Task statement: Take the line that has "Target: white trim" and all the lines that come after it in the records, and write them out again exactly. Add no other line.

Data shown:
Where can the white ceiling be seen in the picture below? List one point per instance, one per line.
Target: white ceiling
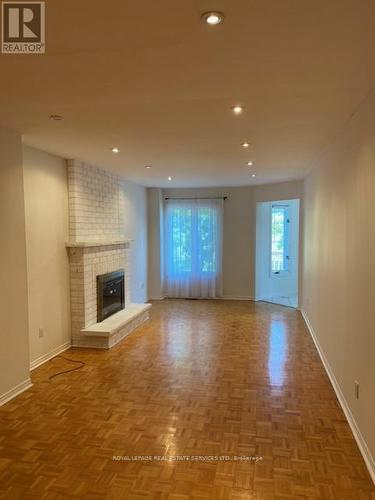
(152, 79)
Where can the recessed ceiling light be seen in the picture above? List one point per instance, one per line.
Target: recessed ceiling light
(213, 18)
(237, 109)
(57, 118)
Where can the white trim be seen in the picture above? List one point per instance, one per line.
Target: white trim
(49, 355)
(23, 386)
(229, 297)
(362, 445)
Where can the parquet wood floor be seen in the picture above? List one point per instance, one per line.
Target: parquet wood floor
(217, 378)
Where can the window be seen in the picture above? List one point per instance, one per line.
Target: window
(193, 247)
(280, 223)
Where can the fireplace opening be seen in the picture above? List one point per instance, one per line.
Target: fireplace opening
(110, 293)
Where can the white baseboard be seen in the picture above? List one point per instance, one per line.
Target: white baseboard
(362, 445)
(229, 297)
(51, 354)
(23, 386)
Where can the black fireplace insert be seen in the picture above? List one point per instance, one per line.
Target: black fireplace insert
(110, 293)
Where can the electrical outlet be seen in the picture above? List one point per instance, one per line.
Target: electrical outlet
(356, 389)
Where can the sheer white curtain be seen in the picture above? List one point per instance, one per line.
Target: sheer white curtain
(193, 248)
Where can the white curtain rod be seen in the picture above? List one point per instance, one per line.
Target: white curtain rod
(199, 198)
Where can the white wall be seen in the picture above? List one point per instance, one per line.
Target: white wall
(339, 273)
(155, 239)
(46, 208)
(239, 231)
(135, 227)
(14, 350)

Result of the task:
Target: white trim
(49, 355)
(23, 386)
(229, 297)
(362, 445)
Where can the parquet wood floor be seen in the picture above? List one point per instance, one per line.
Target: parquet wood floor
(217, 378)
Where can the window be seen in the picture above? List one point per instance, one per line.
Target: window
(193, 247)
(280, 223)
Where can the fireplace opening be seen in the picture above? List one point per instance, one per line.
Target: fireplace opening
(110, 293)
Where can the white baseboard be seen in the picture above? List one point per instance, one per line.
Target: white baseboard
(362, 445)
(229, 297)
(51, 354)
(23, 386)
Where can the black fireplace insert be seen in the picture above? List one point per instance, one per line.
Target: black fireplace insert
(110, 293)
Where can the electrical outlet be seen in the picture above? List one point per instance, one per line.
Target: electrical outlet
(356, 389)
Where can the sheer white curtain be seen in the picture above? List one point per instance, one per line.
Target: sheer white curtain
(193, 248)
Where can the white curtain rod be seen in the picture above? List one point per instance, one per line.
Target: white curtain rod
(199, 198)
Where can the white wall be seen in the picture above? List one point per instance, one per line.
Target: white wall
(339, 273)
(155, 239)
(46, 208)
(239, 231)
(135, 227)
(14, 350)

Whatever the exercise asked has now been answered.